== To-do item ==
Output the entries as a JSON list of strings, one string per line with blank lines omitted, starting at the first line of the entries and stopping after the line that contains "255L368 280L372 292L420".

#### Material to process

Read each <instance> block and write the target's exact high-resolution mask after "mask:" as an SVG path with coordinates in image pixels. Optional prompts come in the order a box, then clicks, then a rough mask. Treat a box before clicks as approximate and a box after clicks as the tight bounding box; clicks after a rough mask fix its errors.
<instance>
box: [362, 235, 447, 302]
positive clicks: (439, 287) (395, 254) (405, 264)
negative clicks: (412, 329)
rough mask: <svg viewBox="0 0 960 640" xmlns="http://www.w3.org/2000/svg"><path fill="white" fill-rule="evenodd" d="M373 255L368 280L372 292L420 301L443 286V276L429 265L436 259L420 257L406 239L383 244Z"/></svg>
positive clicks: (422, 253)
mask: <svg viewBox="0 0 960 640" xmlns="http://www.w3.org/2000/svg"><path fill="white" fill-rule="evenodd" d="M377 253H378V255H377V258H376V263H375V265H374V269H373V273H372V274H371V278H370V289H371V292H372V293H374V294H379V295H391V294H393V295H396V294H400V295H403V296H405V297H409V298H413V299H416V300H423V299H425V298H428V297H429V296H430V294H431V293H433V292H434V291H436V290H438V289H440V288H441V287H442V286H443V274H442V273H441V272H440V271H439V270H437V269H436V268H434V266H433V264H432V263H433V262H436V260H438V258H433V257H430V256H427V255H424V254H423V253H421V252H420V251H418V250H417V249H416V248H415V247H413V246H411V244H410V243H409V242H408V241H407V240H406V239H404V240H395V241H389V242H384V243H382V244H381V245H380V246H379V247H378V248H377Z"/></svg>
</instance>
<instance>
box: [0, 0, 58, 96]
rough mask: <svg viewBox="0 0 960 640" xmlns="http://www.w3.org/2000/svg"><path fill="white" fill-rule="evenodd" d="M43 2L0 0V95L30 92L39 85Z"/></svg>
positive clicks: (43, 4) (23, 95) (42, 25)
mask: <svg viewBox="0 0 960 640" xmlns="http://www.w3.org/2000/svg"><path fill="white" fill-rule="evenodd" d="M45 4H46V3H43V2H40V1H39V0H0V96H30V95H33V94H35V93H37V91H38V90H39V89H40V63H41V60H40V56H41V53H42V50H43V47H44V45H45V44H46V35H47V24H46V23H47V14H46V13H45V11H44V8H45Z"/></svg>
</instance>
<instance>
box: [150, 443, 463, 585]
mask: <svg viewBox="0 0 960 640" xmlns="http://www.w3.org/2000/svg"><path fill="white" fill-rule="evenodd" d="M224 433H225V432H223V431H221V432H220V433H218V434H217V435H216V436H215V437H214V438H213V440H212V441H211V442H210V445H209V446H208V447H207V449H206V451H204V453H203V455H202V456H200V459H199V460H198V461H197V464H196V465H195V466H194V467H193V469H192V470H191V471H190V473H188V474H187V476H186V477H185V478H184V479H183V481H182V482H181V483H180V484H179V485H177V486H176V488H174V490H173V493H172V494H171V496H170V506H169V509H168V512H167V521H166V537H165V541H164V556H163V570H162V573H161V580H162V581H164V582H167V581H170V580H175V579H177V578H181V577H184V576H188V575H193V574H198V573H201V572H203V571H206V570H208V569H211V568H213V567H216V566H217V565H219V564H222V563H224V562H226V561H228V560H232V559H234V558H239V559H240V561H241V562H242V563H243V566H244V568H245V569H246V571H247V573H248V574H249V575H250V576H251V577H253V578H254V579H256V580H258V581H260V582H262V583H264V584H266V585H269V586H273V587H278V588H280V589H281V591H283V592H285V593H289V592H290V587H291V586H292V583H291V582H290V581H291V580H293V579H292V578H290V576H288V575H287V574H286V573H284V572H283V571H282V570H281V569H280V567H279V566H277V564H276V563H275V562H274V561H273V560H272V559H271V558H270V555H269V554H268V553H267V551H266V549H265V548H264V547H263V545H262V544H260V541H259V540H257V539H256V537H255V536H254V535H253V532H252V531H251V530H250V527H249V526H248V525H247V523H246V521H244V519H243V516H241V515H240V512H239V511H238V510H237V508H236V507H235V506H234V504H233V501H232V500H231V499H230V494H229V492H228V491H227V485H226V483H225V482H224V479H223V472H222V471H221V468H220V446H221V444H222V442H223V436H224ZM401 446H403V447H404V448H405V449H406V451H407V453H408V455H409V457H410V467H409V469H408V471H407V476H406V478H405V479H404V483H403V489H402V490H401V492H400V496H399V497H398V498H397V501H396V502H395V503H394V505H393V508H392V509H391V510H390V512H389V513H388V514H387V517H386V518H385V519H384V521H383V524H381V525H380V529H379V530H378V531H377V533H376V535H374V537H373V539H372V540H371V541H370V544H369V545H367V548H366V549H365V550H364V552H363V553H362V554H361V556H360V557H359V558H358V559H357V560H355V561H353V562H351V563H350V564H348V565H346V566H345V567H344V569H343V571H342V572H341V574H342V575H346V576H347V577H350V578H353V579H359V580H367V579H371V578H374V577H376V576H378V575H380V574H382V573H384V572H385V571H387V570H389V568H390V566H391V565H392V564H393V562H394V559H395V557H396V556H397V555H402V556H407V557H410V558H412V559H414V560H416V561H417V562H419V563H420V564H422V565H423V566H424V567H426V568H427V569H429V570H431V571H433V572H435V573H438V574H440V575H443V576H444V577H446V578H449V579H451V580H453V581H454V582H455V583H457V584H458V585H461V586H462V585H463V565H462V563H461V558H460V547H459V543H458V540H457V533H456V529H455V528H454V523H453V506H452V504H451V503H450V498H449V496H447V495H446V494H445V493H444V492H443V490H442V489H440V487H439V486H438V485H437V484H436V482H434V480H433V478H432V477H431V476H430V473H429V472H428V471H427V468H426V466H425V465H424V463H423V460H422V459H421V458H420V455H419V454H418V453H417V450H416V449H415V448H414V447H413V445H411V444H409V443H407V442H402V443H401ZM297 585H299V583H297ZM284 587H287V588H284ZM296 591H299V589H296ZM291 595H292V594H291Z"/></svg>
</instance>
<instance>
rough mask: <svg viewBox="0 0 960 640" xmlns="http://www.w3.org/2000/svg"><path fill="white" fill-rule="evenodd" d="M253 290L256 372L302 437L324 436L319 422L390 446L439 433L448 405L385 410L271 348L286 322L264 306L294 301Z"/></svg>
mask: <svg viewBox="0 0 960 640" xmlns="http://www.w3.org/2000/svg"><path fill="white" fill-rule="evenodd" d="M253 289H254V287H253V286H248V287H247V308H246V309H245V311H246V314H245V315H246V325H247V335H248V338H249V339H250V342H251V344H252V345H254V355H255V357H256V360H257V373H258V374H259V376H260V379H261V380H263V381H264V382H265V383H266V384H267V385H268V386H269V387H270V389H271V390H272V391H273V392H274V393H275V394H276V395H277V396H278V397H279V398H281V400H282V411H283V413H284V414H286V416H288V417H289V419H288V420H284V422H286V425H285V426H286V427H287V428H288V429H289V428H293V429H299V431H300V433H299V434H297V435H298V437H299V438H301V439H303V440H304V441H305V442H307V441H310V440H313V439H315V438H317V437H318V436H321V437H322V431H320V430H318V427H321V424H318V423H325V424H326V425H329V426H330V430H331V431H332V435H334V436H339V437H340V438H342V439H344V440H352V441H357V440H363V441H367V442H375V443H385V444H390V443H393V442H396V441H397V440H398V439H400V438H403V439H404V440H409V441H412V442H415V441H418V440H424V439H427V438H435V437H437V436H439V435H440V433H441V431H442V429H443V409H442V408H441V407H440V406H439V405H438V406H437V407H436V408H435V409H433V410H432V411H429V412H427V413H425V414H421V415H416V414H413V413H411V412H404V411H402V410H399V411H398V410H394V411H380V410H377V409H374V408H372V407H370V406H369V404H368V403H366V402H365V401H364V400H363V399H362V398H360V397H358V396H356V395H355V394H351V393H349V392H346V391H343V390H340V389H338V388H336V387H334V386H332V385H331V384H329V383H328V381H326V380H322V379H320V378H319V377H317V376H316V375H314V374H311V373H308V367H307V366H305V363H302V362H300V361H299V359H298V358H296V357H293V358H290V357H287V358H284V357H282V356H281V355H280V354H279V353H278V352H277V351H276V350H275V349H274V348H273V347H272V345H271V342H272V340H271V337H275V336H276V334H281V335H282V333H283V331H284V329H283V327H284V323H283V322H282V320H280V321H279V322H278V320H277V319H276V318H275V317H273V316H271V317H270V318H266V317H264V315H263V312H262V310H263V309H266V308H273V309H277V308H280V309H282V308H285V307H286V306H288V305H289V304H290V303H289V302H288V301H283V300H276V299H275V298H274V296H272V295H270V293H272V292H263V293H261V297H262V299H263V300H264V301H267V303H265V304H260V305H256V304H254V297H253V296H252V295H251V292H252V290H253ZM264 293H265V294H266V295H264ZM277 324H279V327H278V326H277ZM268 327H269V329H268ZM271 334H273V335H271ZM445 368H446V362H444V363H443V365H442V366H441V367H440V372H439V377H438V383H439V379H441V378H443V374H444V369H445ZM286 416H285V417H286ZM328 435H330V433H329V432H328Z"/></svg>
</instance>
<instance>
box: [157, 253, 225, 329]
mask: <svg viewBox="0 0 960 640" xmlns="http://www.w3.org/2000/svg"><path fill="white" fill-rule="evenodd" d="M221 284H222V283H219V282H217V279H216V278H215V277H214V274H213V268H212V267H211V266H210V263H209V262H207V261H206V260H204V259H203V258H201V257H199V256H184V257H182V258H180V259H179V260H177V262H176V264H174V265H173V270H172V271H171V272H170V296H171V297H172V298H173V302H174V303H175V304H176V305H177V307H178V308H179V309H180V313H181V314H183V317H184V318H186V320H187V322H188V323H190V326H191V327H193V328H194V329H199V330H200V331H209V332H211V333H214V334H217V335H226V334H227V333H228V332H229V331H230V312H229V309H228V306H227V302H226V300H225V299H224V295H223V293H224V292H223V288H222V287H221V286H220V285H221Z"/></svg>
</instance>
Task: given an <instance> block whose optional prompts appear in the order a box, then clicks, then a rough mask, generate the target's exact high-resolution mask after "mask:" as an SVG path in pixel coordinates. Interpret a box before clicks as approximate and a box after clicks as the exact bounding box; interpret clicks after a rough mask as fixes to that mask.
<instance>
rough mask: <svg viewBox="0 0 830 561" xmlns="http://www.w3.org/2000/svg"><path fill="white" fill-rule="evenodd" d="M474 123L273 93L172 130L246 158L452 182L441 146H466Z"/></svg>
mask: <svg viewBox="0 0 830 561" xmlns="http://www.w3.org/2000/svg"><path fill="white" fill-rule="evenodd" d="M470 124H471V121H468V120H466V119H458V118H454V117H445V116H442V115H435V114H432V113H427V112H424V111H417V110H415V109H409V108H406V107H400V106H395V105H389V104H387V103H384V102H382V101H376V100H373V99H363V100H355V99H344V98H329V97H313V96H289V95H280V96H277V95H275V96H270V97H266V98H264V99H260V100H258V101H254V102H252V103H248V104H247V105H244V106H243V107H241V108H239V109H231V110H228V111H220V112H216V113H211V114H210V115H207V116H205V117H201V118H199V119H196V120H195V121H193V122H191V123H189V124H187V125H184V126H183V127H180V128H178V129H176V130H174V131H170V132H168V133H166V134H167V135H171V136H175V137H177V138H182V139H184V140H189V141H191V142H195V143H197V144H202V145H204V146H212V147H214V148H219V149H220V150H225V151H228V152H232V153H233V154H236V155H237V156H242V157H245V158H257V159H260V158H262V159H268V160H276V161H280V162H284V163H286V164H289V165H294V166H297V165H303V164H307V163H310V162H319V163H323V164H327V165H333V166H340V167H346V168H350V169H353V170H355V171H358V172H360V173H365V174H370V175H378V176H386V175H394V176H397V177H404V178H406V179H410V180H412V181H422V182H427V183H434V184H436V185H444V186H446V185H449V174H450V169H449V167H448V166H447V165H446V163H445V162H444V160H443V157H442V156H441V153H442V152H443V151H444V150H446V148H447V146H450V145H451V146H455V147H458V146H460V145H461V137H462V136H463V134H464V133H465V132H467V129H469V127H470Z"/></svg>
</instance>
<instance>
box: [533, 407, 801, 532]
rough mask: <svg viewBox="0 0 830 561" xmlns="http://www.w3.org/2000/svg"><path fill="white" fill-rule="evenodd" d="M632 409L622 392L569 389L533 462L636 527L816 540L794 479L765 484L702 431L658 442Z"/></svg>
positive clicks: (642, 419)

########

== Output for this task ==
[
  "Read each <instance> block and write the target's exact high-resolution mask after \"mask:\" as an SVG path with coordinates in image pixels. Optional prompts come in the order a box, then clicks, then a rough mask. Treat a box before clicks as approximate and a box after clicks as the tight bounding box; clicks after a rough mask fix its errors.",
  "<instance>",
  "box: [362, 235, 447, 302]",
  "positive clicks: (439, 287) (395, 254) (405, 264)",
  "negative clicks: (412, 329)",
  "rough mask: <svg viewBox=\"0 0 960 640\" xmlns=\"http://www.w3.org/2000/svg\"><path fill=\"white\" fill-rule=\"evenodd\" d=\"M373 255L368 280L372 292L420 301L443 286V276L429 265L436 259L420 257L406 239L383 244Z\"/></svg>"
]